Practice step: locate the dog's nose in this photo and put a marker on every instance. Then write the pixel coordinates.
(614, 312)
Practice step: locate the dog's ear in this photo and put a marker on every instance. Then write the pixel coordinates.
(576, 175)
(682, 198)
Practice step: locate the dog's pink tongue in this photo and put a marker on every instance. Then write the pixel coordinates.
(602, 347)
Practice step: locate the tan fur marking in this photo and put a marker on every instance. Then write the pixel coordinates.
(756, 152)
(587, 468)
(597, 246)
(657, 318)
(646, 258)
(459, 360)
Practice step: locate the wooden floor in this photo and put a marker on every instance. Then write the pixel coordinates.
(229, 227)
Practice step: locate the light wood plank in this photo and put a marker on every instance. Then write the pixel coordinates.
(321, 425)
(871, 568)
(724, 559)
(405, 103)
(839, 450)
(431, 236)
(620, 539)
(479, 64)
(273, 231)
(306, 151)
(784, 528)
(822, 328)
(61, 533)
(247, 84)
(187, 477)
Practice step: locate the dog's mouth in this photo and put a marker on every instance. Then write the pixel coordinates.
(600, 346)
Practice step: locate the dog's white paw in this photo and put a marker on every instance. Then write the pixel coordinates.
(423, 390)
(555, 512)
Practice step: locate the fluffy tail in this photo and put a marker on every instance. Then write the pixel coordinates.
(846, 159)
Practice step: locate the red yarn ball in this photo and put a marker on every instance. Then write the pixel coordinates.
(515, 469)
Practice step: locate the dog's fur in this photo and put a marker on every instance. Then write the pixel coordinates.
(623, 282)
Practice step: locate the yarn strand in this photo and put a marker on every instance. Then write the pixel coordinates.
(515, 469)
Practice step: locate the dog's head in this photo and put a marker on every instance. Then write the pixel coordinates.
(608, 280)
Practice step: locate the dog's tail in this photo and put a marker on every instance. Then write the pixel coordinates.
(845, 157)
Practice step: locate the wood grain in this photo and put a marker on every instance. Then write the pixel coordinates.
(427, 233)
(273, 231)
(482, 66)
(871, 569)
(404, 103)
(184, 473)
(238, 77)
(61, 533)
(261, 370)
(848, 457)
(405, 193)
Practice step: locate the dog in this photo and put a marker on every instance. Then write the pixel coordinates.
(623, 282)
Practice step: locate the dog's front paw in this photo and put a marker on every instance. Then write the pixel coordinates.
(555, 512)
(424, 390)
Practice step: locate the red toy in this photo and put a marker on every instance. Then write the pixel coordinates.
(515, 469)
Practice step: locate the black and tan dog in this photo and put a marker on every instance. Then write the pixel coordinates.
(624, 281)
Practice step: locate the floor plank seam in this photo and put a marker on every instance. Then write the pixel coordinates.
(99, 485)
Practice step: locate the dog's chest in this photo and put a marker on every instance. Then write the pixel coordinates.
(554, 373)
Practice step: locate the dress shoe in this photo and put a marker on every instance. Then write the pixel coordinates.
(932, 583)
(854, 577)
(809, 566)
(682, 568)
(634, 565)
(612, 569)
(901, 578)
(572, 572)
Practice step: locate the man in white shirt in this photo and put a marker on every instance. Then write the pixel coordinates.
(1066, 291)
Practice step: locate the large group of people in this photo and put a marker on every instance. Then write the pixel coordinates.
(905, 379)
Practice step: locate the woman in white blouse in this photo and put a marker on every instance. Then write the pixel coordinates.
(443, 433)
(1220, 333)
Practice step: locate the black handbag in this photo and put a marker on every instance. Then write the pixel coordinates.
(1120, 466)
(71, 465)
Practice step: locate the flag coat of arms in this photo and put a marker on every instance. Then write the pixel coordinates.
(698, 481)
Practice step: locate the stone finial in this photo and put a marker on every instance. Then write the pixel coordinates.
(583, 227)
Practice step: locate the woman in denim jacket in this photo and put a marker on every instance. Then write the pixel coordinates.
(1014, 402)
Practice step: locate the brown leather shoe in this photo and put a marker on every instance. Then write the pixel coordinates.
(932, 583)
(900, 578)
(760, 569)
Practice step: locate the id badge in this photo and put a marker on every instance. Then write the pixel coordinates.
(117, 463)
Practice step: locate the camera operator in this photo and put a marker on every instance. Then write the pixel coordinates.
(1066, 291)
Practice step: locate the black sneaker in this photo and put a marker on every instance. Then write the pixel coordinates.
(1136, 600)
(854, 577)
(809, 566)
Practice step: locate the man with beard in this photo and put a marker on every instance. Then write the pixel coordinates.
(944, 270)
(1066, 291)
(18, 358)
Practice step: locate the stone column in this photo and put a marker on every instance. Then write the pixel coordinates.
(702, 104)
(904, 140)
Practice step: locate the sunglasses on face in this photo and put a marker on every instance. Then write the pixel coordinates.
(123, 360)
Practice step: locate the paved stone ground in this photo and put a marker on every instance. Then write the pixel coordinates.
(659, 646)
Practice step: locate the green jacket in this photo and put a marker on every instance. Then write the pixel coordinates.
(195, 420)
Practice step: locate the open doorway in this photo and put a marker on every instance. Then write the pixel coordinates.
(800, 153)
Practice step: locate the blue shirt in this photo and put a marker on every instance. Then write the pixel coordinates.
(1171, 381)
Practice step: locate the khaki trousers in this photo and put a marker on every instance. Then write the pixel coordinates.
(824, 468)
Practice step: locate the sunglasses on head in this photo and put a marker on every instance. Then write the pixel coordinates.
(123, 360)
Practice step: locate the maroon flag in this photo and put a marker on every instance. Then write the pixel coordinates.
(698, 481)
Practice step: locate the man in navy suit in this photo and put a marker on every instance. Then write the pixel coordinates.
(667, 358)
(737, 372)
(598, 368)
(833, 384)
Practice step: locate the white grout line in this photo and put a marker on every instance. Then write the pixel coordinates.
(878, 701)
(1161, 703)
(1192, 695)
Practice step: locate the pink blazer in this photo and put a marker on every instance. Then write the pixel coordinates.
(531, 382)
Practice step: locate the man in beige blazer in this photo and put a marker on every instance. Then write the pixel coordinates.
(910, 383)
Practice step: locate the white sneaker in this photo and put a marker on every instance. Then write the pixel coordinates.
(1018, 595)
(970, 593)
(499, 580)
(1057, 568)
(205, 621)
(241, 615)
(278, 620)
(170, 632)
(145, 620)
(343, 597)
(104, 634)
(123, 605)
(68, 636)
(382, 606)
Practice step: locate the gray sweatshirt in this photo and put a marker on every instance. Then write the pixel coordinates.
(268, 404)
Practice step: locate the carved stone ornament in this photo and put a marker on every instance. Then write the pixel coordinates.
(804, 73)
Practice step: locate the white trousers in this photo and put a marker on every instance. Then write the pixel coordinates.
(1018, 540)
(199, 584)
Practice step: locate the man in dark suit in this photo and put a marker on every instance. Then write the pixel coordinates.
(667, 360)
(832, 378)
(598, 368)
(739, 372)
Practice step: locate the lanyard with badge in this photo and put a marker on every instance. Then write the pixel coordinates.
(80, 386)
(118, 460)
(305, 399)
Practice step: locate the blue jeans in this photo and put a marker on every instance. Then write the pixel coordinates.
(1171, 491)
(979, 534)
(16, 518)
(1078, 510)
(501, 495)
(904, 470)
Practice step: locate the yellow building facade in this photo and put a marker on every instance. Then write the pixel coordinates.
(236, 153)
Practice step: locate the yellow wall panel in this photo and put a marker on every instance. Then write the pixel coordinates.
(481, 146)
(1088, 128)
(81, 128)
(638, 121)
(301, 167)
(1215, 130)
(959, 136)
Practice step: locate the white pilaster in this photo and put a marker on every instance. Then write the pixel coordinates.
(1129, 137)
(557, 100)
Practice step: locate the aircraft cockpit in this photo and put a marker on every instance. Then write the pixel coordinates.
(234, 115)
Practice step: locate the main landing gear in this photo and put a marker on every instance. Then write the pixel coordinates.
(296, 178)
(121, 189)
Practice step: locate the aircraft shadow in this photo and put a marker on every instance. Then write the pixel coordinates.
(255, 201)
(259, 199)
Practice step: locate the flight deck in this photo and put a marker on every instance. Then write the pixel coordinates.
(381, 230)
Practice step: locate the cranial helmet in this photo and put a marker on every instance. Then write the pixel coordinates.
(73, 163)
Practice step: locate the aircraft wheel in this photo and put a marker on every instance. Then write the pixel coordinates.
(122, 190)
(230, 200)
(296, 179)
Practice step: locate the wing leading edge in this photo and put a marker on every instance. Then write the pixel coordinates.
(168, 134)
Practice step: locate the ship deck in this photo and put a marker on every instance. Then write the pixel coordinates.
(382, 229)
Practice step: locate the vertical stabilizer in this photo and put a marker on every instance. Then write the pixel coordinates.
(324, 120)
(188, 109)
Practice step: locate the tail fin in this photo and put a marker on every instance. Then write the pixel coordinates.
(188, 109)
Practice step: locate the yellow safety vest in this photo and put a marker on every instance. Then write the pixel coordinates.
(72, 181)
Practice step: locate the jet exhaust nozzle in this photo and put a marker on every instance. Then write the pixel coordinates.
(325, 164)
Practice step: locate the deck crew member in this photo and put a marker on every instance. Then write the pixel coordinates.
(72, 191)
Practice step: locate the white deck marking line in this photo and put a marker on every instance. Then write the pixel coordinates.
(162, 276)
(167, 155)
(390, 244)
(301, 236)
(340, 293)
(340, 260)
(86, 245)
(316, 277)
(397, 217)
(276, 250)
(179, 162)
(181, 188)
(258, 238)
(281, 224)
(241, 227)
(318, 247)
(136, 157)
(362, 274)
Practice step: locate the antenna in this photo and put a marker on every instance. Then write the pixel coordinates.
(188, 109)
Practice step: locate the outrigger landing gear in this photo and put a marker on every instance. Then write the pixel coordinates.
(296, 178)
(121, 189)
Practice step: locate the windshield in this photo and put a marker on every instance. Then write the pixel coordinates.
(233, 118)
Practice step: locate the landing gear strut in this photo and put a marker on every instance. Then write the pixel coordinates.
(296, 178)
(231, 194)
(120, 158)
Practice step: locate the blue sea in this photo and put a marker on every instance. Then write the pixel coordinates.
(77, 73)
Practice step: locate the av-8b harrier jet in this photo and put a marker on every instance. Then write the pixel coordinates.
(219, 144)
=-=-=-=-=
▶ _WHAT IS REQUIRED_: Could you print exactly the lines from the one containing "Practice step: locate the yellow safety" through the last line of the records above?

▶ _EXERCISE SOLUTION_:
Practice step: locate the yellow safety vest in this photo and put a marker on every instance. Then write the pixel coordinates.
(72, 181)
Practice step: locate the jet exhaust nozzle in this photo and put a marker on every instance. Then write the pixel coordinates.
(325, 164)
Practice step: locate the deck crew member in this photo and put a marker on every instance. Then write the pixel coordinates.
(72, 191)
Practice step: locate the white deck marking line in this photo and put a marker on every instance. Then write the pixel coordinates.
(162, 276)
(167, 155)
(390, 244)
(301, 236)
(340, 293)
(340, 260)
(86, 245)
(316, 277)
(397, 217)
(276, 250)
(179, 162)
(181, 188)
(258, 238)
(281, 224)
(241, 227)
(318, 247)
(136, 157)
(362, 274)
Practice step: locate the antenna in this photo and put a marker on every instance. Then write the pixel coordinates.
(188, 109)
Practice step: locate the outrigger landing gear in this photo and put a marker on every instance. Then write the pixel coordinates.
(296, 178)
(121, 189)
Practice step: locate the windshield in this photo and put a marker on every instance. Then write the pixel coordinates.
(233, 118)
Practice step: locate the landing gear strut in this photo and put a marker on every instance. Then write the pixel coordinates.
(296, 178)
(231, 194)
(120, 158)
Practice step: locate the blue sea in this photo and put a marker on every instance. Then write the pixel coordinates.
(77, 73)
Practice step: locate the av-8b harrier jet in this photo and put a marker on every instance. Then write the pixel coordinates.
(219, 144)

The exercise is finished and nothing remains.